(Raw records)
··········
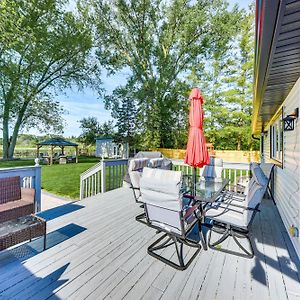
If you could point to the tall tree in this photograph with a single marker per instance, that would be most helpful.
(159, 42)
(43, 49)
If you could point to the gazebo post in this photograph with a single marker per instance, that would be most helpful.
(51, 155)
(76, 149)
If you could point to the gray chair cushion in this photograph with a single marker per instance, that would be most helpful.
(135, 169)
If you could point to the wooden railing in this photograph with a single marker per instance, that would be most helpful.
(231, 171)
(104, 176)
(30, 178)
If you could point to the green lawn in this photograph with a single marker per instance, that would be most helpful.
(63, 180)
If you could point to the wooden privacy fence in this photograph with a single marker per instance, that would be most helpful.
(30, 178)
(108, 175)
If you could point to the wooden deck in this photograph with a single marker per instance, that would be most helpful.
(97, 250)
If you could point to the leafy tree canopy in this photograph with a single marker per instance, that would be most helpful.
(91, 129)
(43, 50)
(159, 42)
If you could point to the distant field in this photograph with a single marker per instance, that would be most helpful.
(63, 180)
··········
Repeat the lines above exactly, leaving out the pictures.

If you could point to the tall tree in this photograph with a single marker per instance, that would be most helpful.
(159, 42)
(43, 49)
If you could point to the gazebo post in this photograph with a single marker per instance, that would be most helpful.
(51, 155)
(76, 149)
If you could point to the gray chair cushion in this photograph with a single marker per instance, that would be most helpful.
(135, 169)
If you could point to the wooden railing in this photograph with a single marker per instance, that would be most helpful.
(231, 171)
(104, 176)
(30, 178)
If you could point to the green lawn in this photograph with a single marker per instance, that would be most helpful.
(63, 180)
If you could point to the wooden privacy fence in this photograph with a single marker per instance, that would be most helpful.
(30, 178)
(108, 175)
If you could point to the wooden deck in this photograph with a single marker per instance, that would be most helpful.
(97, 250)
If you could point to the leafy tree canopy in this photograph with a single marker per instance, that would be most helpful.
(91, 129)
(43, 50)
(159, 42)
If you could point to the distant field in this photograph with a single marker per instance, that would be most helpful.
(63, 180)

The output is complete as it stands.